Extracted listing:
"""

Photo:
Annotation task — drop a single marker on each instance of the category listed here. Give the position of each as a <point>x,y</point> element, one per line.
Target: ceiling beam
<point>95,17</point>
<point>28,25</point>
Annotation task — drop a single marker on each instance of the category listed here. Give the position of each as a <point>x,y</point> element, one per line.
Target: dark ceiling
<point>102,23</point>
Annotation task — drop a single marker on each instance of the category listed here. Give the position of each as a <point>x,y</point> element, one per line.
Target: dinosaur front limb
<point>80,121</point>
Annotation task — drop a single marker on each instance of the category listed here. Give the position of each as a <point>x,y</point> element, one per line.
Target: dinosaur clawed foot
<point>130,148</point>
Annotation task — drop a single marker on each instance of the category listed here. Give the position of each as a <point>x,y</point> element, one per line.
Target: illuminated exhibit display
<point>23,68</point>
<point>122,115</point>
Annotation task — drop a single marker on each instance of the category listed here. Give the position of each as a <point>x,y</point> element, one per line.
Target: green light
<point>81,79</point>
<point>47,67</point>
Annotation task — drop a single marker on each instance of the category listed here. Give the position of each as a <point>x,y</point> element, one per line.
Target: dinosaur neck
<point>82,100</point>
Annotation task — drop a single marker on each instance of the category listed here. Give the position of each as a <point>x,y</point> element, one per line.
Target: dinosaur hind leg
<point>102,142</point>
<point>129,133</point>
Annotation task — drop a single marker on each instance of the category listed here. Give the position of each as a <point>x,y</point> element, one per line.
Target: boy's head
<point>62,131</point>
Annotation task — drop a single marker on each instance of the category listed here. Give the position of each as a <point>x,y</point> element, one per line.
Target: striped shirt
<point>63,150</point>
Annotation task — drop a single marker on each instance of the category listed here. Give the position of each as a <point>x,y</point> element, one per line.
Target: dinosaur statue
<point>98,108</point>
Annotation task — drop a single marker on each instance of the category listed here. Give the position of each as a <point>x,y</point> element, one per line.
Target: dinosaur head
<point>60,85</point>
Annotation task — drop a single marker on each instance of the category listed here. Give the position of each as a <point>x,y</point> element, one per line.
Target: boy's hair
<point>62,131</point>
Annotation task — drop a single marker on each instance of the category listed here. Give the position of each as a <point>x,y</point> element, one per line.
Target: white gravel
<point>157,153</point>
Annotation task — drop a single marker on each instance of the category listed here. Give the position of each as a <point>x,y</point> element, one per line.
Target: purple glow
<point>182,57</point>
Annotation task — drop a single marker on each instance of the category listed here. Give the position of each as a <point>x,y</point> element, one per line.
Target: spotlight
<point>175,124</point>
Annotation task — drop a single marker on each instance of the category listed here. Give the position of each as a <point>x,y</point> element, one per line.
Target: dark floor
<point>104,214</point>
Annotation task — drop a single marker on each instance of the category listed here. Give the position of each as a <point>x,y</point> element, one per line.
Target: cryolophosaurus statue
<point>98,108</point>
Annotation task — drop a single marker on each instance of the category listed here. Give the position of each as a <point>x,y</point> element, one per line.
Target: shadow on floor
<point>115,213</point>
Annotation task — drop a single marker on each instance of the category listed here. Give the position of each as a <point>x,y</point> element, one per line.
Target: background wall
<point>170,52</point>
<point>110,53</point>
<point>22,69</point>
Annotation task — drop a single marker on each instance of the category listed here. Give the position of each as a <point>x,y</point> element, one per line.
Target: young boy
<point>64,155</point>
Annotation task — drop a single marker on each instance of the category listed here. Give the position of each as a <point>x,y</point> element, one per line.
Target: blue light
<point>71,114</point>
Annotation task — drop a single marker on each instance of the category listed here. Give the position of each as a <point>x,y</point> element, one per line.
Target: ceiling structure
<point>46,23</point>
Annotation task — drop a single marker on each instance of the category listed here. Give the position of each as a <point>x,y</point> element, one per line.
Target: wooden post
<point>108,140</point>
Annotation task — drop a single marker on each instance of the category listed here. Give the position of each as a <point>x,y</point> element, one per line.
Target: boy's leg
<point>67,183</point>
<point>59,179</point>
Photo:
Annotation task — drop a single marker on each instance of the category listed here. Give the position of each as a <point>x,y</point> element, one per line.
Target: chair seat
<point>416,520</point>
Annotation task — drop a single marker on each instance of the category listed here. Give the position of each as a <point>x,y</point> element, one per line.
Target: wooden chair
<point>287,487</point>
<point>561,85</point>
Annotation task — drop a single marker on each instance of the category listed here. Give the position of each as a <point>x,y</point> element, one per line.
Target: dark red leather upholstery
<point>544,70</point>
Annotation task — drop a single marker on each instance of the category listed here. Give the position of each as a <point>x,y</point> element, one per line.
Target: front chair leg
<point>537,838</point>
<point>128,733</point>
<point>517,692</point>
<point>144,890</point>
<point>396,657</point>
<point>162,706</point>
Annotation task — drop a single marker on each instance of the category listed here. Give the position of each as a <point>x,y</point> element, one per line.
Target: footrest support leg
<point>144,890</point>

"""

§ **Given instruction**: Find each line in the listing above that contains the word "dark" and copy those lines.

§ **Answer to this task**:
Target: dark ceiling
Target: dark floor
Target: dark red leather upholstery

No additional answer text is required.